(Task prompt): Write out all the material exactly. Leave nothing out.

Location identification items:
#####

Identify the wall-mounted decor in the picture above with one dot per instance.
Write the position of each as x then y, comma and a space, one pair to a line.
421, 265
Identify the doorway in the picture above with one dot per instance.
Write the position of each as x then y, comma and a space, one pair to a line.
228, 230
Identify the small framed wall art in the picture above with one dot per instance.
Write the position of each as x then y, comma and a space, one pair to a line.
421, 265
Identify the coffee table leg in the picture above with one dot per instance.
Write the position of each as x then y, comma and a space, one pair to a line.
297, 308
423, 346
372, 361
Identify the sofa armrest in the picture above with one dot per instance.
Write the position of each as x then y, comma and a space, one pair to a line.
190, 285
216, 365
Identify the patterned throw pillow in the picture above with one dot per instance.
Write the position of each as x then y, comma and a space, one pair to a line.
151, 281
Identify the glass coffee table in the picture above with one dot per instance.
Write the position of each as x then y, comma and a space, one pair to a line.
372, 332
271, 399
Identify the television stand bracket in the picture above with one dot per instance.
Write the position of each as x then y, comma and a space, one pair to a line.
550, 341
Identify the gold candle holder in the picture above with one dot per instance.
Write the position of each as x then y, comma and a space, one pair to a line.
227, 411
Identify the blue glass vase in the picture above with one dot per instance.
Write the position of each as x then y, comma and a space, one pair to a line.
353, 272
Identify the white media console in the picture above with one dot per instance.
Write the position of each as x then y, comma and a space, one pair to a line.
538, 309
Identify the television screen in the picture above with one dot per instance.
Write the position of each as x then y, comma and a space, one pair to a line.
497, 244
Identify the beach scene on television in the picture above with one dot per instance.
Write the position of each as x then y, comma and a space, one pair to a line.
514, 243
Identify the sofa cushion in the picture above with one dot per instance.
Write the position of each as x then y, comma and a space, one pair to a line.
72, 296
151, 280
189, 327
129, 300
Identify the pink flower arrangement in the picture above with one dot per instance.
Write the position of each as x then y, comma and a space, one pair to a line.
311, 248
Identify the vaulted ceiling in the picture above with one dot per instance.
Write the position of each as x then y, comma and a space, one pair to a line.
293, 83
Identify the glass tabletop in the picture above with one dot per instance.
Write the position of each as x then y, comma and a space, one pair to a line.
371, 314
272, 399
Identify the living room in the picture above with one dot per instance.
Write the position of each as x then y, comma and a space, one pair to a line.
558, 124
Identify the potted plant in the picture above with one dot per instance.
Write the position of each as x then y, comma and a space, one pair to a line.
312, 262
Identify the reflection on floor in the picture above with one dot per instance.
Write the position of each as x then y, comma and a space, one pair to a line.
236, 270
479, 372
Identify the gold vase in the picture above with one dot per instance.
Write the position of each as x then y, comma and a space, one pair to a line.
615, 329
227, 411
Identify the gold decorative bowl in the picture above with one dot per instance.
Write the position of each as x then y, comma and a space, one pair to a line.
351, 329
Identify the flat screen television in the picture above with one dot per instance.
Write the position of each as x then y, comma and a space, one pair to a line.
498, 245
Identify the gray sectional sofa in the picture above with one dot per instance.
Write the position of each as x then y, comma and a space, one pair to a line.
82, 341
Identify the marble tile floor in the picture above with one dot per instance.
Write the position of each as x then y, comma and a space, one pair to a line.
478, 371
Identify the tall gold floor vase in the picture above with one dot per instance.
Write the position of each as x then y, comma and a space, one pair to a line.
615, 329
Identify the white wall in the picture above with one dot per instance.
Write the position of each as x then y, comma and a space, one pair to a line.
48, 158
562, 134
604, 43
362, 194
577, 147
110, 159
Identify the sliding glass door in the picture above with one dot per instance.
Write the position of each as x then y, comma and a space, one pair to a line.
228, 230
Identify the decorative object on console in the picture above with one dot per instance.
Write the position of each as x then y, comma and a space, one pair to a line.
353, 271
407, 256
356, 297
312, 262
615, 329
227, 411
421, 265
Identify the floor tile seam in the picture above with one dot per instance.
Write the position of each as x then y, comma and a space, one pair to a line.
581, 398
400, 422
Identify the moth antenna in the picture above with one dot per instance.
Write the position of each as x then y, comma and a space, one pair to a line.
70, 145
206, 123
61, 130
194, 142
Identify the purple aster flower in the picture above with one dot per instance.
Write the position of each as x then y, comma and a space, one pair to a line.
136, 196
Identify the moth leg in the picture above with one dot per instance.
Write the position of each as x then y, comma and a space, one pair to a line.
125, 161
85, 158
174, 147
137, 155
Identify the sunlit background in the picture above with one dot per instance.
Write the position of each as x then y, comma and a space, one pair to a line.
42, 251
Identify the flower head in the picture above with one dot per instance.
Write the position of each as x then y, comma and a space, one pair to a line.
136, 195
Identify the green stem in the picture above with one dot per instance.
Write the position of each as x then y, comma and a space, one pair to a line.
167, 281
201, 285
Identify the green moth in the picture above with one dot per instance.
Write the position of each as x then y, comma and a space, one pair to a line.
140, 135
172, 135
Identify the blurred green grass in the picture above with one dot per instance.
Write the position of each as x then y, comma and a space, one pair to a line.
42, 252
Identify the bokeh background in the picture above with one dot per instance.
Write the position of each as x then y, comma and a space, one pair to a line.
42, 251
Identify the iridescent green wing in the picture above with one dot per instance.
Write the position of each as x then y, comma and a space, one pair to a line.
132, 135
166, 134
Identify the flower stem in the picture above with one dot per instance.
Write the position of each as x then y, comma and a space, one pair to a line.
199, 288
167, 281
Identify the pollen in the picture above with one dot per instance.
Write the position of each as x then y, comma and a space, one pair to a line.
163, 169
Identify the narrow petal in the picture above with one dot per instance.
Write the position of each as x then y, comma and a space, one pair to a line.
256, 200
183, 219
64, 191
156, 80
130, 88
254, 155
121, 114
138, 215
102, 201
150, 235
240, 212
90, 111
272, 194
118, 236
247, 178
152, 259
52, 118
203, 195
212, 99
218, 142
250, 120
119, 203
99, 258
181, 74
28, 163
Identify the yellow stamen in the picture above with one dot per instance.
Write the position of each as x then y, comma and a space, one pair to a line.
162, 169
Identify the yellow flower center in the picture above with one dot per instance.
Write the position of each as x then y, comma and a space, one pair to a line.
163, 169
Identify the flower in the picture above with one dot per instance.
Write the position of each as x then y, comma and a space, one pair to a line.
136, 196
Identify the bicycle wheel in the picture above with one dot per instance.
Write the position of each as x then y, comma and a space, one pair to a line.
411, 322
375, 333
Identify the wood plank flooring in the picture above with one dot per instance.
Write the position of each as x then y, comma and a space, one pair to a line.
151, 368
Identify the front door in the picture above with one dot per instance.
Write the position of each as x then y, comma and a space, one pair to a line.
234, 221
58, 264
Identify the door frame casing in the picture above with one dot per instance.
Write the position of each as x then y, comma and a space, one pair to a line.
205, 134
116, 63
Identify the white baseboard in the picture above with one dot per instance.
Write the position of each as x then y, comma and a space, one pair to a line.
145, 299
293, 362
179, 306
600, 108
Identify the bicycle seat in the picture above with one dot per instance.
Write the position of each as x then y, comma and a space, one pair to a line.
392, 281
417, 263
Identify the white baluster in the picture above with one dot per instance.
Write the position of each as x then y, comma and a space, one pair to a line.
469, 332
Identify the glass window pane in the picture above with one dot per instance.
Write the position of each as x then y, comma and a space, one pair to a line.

#####

(Finished task):
Identify the wall-mounted decor in the picture above with one dot per instance.
Write the position of each as x then y, comma and a space, one pair to a line.
421, 265
Identify the doorway in the picture above with one dot per instance.
Write the position of each as x then y, comma and a space, one pair to a line.
228, 230
Identify the small framed wall art in the picture above with one dot per instance.
Write the position of each as x then y, comma and a space, one pair to a line.
421, 265
Identify the coffee table leg in the picture above with one dot per instance.
Write the position of each as x then y, comma and a space, one pair to a line.
297, 308
423, 346
372, 361
Identify the sofa armrest in the picture above with one dot per instance.
Write the position of each as x then y, comma and a space, one pair to a line.
190, 285
216, 365
Identify the patterned throw pillow in the picture above with one dot per instance.
Write the position of each as x then y, comma and a space, one pair to a line.
151, 281
Identify the glass coffee table in the picture above with one dot per instance.
Write the position of each as x then y, comma and a space, one pair to a line.
372, 332
271, 399
Identify the television stand bracket in the picture above with one dot per instance.
Write the position of each as x then y, comma and a space, one pair to a line.
550, 341
Identify the gold candle holder in the picture above with one dot per instance.
Write the position of each as x then y, comma and a space, one pair to a line.
227, 411
Identify the blue glass vase in the picture above with one dot per instance.
Write the position of each as x then y, comma and a space, one pair to a line.
353, 272
Identify the white media console in the picture above with one dot per instance.
Write the position of each as x then y, comma and a space, one pair to a line.
538, 309
Identify the television screen in the picture above with one dot per instance.
Write the position of each as x then y, comma and a space, one pair to a line.
497, 244
Identify the beach scene on television in the picture above with one dot per instance.
Write the position of each as x then y, comma and a space, one pair to a line.
514, 243
Identify the sofa cushion in the picture above with one dot per instance.
Write the position of each as x then y, comma and a space, one pair to a line.
72, 296
151, 280
189, 327
129, 300
Identify the pink flower arrangement in the picture above with one dot per instance.
Write the position of each as x then y, comma and a space, one pair to a line.
311, 248
Identify the vaulted ceiling in the picture above with one dot per instance.
Write the position of each as x then y, comma and a space, one pair to a line.
293, 83
Identify the glass tabletop in the picture above with one dot per instance.
Write the position of each as x then y, comma and a space, one pair to a line.
371, 314
272, 399
Identify the living room in the picture above with one dot per instance.
Write the position of each as x then y, comma and a space, one pair to a line.
558, 124
Identify the potted plant in the picture above with one dot per instance.
Write the position of each as x then y, comma and a space, one pair to a line.
312, 262
Identify the reflection on floor in the picture above with one dot per instance.
Write the position of each as x then y, comma and a space, one pair to a line.
236, 270
479, 372
Identify the gold vase in the picture above with one dot per instance.
Write the position of each as x then y, comma and a space, one pair to a line.
615, 329
227, 411
Identify the gold decorative bowl in the picture above with one dot per instance.
Write the position of each as x then y, comma and a space, one pair to a line.
351, 329
Identify the flat screen television in the picture above with one dot per instance.
Write the position of each as x then y, comma and a space, one pair to a line.
498, 245
Identify the gray sectional sofa in the picture above with one dot per instance.
Write the position of each as x then y, comma and a space, one pair to a line.
82, 341
Identify the marble tile floor in the picture above with one dot per instance.
Write the position of each as x then y, comma and a space, one pair to a line.
478, 371
Identify the tall gold floor vase in the picture above with one dot per instance.
Write the position of each as x then y, comma and a space, one pair to a line.
615, 329
Identify the white wall in the picture above with one dot per instance.
Write the position of each as x then y, comma and a space, one pair to a line.
48, 158
562, 134
604, 43
362, 194
577, 147
110, 159
Identify the sliding glass door in the picture above with one dot per instance.
Write the position of each as x then y, comma and a space, one pair to a line.
228, 230
Identify the decorative object on console in the picture above with one dot per instance.
Write the position of each as x then y, comma and a space, one pair to a line.
353, 271
407, 256
356, 297
312, 262
615, 329
227, 411
421, 265
Identify the floor tile seam in the picture above with one dot per instance.
Write the position of each as x then y, comma and a space, one pair to a line.
581, 398
400, 422
Identify the moth antenna in the picture above with one dot per instance.
Write the position of each as x then y, comma and a space, one pair to a line.
70, 145
206, 123
61, 130
194, 142
Identify the purple aster flower in the picture above with one dot per instance.
Write the position of each as x then y, comma and a space, one pair to a line.
136, 196
Identify the moth leg in the picture above with one dot per instance.
Write the position of each as x then y, comma and a space, one pair to a line.
125, 161
85, 158
174, 147
137, 155
Identify the sunlit background in the picture above with one dot per instance.
Write the position of each as x then y, comma and a space, one pair to a line.
42, 251
Identify the flower head in the picture above with one dot per instance.
Write the position of each as x then y, comma and a space, one pair to a line.
136, 195
Identify the green stem in the picture above with one dot per instance.
Write the position of each as x then y, comma and a space, one pair to a line.
167, 281
201, 285
Identify the green moth in the picture above with one dot per instance.
Write the position of each as x then y, comma and a space, one pair to a line.
140, 135
172, 135
Identify the blurred green grass in the picture above with one dot per instance.
Write the position of each as x then y, comma and a space, one pair to a line.
42, 252
Identify the bokeh background in the picture above with one dot per instance.
Write the position of each as x then y, comma and a space, one pair to a line.
42, 251
Identify the iridescent green wing in the picture above with one dot per instance.
Write the position of each as x then y, comma and a space, one pair to a line.
132, 135
166, 134
Identify the flower stem in the picture above with one dot per instance.
Write the position of each as x then y, comma and a space, one pair to a line.
199, 288
167, 281
Identify the pollen in the picture above with one dot per instance.
Write the position of each as x then y, comma and a space, one pair to a line.
163, 169
Identify the narrow petal in the picture above with one dot per instance.
Write the position of each as x then y, comma and a space, one pair to a line.
256, 200
183, 219
64, 191
156, 80
130, 88
254, 155
121, 114
138, 215
102, 201
150, 235
240, 212
90, 111
272, 194
118, 236
247, 178
152, 259
52, 118
203, 195
212, 99
218, 142
250, 120
119, 203
99, 258
181, 74
28, 163
Identify the yellow stamen in the picture above with one dot per instance.
Write the position of each as x then y, comma and a space, one pair to a line.
162, 169
Identify the yellow flower center in the picture above with one dot per instance.
Write the position of each as x then y, comma and a space, one pair to a line.
163, 169
Identify the flower in the picture above with one dot per instance.
Write the position of each as x then y, comma and a space, one pair to a line.
136, 196
Identify the bicycle wheel in the picture above with one dot per instance.
Write the position of each as x then y, comma and a space, one pair to a line.
411, 322
375, 333
Identify the wood plank flooring in the picture above with one dot per instance.
Write the position of each as x then y, comma and a space, one pair to a line.
151, 368
Identify the front door in the picture above with one dot per instance.
Write the position of each as x then y, comma and a space, one pair to a line.
234, 221
58, 264
Identify the door frame casing in the picture above with one dot per instance.
Write the position of each as x then y, comma and a space, one pair to a line.
205, 134
116, 63
Identify the white baseboard in the picture above with one dot per instance.
Write the position of each as x then y, comma and a space, one pair to a line.
145, 299
293, 362
179, 306
600, 108
Identify the bicycle seat in the picture above with one dot per instance.
Write the position of each as x then y, comma and a space, one pair to a line.
392, 281
417, 263
Identify the white baluster in the picture above with one dot per instance.
Write the position of each as x then y, comma and a space, one pair to a line.
469, 332
Identify the glass window pane in the picture above with one dot per instance.
Write the position of each as x then y, comma and a space, one pair to a line.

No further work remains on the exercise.